Parts of the exercise
- a) Name every kind of object that the book description says Dowsing broke up in the parish churches he visited.
- b) Copy out the book description from "Note that this" to "and altar rails.", word for word.

Text shown
+---+

Note that this book is out of print.
This book, published by the Society in 2001, will appeal to anyone who loves the old parish churches of East Anglia. It will also be of great interest to historians of iconoclasm, and the religious changes of the 1630s and 1640s.
William Dowsing was a puritan, living in Suffolk, England, in the seventeenth century. In late 1643 and 1644, during the Civil War in England, he visited parish churches, breaking up pictures, crosses, crucifixes, stained glass, monumental brasses, and altar rails.
Some 250 churches in Cambridgeshire and Suffolk were subject to his attentions, as were all the Cambridge University Colleges.
Dowsing kept a diary, or Journal, of his church-smashing activities. He lists what he destroyed in each church and chapel. This diary is unique. The full diary, combining Suffolk and Cambridgeshire, has never been published in complete form before.

+---+

Recorded information
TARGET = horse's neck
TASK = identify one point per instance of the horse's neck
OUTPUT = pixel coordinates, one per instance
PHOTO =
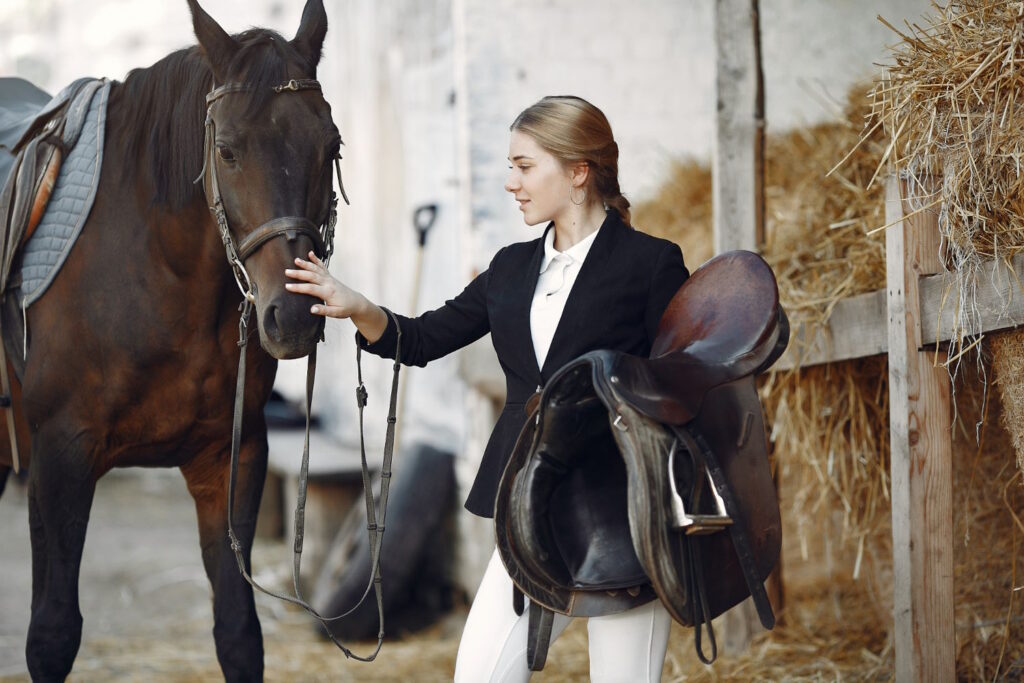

+---+

Answers for the tasks
- a) Pictures, crosses, crucifixes, stained glass, monumental brasses, and altar rails.

- b)
Note that this book is out of print.
This book, published by the Society in 2001, will appeal to anyone who loves the old parish churches of East Anglia. It will also be of great interest to historians of iconoclasm, and the religious changes of the 1630s and 1640s.
William Dowsing was a puritan, living in Suffolk, England, in the seventeenth century. In late 1643 and 1644, during the Civil War in England, he visited parish churches, breaking up pictures, crosses, crucifixes, stained glass, monumental brasses, and altar rails.